How Your Google Search Data Is Used To Track Coronavirus

Analysis of online searches produced a 20-day warning of cases going up or down during the early days of the pandemic.
|

When the coronavirus pandemic began, governments around the world scrambled – with varying senses of urgency – to pull together the tools and resources needed to fight it.

While much attention has rightly been paid to vaccines, lockdowns and the merits of face masks, one powerful weapon hasn’t got much credit – your keyboard.

That’s right, Public Health England (PHE) uses Google search data – particularly searches about Covid-19 symptoms – to “understand and monitor the pandemic in England”.

And the data, which contributes to the government’s weekly surveillance reports, was able to accurately give a 20-day warning about whether cases were going up or down during the height of the pandemic.

The assumption is pretty straightforward – people with symptoms of an illness will Google what is wrong with them before they go to or even book an appointment with a health professional.

Google also has the added bonus of being relatively anonymous so people tend to be far more honest than they are when talking to other people about illnesses (and practically everything else), a phenomenon documented in the book Everybody Lies by Seth Stephens-Davidowitz.

Using a survey from March that examined the “first few hundred” cases, a list of 19 symptoms associated with confirmed Covid-19 cases was created as well as their probability of occurrence.

A separate and more general search category was created for Covid-19-related keywords, for example “Covid-19” itself and of course “coronavirus”.

Researchers then used a specialist version of the publicly available Google Trends dashboard that focuses on health data called Google Health Trends.

And the results were startling.

“When we looked at this for a number of countries, around eight, we saw on average there was a 20-day early warning that Covid cases are going to go up or down,” one of the architects of the method, data scientist Bill Lampos of University College London, told HuffPost UK.
____________________
**USING THE INFORMATION**
A: In the article on Google search data and coronavirus:
(i) Which organization uses Google search data to monitor the pandemic in England?
(ii) How many symptoms were on the list drawn from the March survey?
(iii) What is the specialist health-focused version of Google Trends called?
B: Copy the part of the article on Google search data and coronavirus starting at "The assumption is" and ending at "probability of occurrence.".

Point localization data
____________________
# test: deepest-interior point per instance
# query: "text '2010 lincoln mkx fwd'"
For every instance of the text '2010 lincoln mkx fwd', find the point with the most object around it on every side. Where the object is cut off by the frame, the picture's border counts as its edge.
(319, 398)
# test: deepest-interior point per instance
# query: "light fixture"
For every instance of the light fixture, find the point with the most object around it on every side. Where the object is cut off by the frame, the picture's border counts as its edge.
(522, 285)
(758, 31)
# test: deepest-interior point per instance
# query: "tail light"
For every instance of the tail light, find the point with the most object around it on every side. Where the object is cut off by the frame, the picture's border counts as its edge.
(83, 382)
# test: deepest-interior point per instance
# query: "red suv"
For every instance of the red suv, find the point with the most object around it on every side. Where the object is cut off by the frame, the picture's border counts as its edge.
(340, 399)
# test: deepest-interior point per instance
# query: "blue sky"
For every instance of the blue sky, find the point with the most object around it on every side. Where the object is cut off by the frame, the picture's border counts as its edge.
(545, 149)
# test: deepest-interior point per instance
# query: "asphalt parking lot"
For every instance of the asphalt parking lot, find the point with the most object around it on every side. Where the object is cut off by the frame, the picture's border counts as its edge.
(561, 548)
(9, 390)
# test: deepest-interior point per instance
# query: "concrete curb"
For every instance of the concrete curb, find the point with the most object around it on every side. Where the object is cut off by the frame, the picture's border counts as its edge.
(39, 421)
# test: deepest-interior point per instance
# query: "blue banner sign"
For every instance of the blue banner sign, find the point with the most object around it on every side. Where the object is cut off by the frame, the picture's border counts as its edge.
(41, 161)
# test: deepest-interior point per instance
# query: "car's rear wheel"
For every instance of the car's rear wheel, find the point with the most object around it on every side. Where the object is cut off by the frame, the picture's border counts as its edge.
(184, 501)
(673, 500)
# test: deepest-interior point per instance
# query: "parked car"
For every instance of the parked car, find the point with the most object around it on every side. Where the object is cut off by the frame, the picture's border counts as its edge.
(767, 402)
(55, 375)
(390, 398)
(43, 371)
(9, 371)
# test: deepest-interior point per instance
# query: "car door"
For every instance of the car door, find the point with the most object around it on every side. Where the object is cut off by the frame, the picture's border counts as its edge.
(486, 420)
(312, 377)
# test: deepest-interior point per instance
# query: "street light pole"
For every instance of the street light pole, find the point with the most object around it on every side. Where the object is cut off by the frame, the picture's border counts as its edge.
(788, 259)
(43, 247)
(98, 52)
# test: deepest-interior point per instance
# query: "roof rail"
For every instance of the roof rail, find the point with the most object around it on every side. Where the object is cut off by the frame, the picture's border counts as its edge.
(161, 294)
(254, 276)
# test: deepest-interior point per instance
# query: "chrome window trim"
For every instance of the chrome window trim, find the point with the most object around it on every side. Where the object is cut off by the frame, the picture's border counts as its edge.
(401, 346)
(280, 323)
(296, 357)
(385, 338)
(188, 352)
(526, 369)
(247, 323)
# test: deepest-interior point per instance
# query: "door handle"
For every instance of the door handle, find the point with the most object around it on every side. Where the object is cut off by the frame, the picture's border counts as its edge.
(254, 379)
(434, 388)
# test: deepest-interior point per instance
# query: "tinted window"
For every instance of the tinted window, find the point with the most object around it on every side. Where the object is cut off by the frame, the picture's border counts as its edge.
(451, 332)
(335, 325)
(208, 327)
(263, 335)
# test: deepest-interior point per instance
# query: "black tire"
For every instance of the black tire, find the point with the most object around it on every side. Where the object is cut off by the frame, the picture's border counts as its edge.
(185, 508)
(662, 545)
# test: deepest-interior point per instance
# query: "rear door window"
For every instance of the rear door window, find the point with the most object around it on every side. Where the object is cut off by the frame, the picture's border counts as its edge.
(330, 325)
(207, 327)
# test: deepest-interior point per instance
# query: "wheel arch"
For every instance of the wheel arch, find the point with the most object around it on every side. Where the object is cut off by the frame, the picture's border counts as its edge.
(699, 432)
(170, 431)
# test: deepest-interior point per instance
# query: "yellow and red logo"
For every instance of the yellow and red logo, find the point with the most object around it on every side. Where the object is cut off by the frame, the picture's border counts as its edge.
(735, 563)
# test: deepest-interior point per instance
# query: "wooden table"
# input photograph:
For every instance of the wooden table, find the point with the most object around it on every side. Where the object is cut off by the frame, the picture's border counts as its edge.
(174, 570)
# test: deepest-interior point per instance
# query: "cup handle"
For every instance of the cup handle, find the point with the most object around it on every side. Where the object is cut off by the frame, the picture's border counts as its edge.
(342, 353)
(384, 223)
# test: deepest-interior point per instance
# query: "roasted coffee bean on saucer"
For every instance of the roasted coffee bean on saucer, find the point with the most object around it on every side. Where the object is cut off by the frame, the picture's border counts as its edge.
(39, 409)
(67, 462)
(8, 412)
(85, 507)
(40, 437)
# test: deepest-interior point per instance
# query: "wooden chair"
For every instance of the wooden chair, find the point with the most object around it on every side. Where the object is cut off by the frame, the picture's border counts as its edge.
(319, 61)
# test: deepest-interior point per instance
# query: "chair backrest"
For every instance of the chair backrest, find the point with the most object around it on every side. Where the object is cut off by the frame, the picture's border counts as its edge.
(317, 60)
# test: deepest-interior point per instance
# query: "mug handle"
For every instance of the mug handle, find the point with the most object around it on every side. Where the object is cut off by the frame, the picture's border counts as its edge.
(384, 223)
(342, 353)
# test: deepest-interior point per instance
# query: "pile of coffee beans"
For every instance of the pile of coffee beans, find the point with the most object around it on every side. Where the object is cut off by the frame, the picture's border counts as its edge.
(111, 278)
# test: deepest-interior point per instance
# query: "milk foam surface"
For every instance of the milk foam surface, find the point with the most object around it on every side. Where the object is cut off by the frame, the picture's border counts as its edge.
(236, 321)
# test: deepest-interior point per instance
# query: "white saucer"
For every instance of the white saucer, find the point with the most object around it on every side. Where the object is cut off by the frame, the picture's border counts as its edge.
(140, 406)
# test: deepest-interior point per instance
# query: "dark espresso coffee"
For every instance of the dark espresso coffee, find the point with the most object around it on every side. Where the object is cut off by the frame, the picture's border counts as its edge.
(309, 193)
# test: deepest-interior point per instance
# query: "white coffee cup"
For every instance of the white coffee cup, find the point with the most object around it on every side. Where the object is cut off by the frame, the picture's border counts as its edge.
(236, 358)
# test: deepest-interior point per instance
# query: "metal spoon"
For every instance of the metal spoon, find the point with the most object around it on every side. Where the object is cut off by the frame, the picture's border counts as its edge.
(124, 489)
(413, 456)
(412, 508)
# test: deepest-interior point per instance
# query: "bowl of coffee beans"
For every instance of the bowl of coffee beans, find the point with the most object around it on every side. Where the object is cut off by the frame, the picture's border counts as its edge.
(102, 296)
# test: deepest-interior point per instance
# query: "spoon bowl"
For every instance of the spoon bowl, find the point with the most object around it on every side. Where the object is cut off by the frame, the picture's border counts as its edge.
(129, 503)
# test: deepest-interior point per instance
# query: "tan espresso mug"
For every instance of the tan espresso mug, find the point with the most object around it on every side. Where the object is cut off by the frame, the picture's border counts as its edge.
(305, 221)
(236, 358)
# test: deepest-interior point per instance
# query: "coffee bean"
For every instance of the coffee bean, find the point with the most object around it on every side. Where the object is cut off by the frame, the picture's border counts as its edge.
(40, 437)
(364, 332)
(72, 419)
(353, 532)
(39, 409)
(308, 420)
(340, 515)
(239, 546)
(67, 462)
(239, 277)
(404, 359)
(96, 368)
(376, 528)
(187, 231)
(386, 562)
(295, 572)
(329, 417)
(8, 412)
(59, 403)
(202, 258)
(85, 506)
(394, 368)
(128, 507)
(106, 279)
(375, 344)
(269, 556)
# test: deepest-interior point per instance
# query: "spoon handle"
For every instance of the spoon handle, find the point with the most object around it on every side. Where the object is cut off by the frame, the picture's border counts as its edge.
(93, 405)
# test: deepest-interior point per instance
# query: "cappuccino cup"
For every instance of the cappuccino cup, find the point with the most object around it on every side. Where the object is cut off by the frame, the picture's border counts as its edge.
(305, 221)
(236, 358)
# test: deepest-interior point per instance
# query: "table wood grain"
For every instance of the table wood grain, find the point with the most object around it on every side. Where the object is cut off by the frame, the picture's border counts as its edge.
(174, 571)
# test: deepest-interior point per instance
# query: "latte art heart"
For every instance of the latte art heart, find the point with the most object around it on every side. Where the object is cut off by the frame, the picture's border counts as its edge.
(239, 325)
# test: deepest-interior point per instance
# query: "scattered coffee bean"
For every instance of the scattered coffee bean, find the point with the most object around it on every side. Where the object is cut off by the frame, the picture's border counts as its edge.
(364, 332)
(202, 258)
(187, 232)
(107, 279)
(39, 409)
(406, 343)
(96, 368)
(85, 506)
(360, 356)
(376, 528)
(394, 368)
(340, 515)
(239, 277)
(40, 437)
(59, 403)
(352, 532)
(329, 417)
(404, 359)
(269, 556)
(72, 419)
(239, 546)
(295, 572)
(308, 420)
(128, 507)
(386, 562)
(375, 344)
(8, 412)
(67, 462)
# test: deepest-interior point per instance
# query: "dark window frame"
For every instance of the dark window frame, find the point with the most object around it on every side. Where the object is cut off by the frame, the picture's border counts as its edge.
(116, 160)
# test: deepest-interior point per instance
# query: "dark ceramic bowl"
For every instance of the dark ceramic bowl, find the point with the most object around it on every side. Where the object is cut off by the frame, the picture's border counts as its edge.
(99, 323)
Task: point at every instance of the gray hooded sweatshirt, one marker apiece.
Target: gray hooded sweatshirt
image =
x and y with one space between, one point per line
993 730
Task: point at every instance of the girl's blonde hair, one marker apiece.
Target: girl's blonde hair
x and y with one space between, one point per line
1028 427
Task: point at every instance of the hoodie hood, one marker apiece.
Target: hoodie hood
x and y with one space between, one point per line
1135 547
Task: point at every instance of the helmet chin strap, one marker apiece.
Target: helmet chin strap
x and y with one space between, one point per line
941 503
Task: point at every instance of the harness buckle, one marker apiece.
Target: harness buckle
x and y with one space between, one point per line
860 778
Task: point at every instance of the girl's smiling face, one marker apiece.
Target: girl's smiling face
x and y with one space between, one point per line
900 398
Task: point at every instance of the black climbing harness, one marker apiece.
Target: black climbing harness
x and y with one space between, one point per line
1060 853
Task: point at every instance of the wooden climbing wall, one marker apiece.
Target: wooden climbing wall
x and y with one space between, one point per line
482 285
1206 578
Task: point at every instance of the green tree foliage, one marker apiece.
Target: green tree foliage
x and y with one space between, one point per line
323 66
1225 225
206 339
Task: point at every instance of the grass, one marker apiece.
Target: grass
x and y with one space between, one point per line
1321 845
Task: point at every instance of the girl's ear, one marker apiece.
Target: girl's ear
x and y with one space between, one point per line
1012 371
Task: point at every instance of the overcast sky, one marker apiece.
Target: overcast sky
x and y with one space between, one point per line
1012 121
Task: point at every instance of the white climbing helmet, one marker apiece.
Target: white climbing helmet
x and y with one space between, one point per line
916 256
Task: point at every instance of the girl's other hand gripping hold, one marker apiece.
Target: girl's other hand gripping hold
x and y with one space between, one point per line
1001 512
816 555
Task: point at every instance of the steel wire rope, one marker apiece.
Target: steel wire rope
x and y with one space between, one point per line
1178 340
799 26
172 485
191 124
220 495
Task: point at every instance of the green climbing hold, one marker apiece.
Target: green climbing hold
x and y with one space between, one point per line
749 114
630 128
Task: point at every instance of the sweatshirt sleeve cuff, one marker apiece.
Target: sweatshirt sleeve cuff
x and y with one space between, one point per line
____________________
**OUTPUTS FOR THE TASKS**
A:
(i) Public Health England (PHE)
(ii) 19
(iii) Google Health Trends

B:
The assumption is pretty straightforward – people with symptoms of an illness will Google what is wrong with them before they go to or even book an appointment with a health professional.

Google also has the added bonus of being relatively anonymous so people tend to be far more honest than they are when talking to other people about illnesses (and practically everything else), a phenomenon documented in the book Everybody Lies by Seth Stephens-Davidowitz.

Using a survey from March that examined the “first few hundred” cases, a list of 19 symptoms associated with confirmed Covid-19 cases was created as well as their probability of occurrence.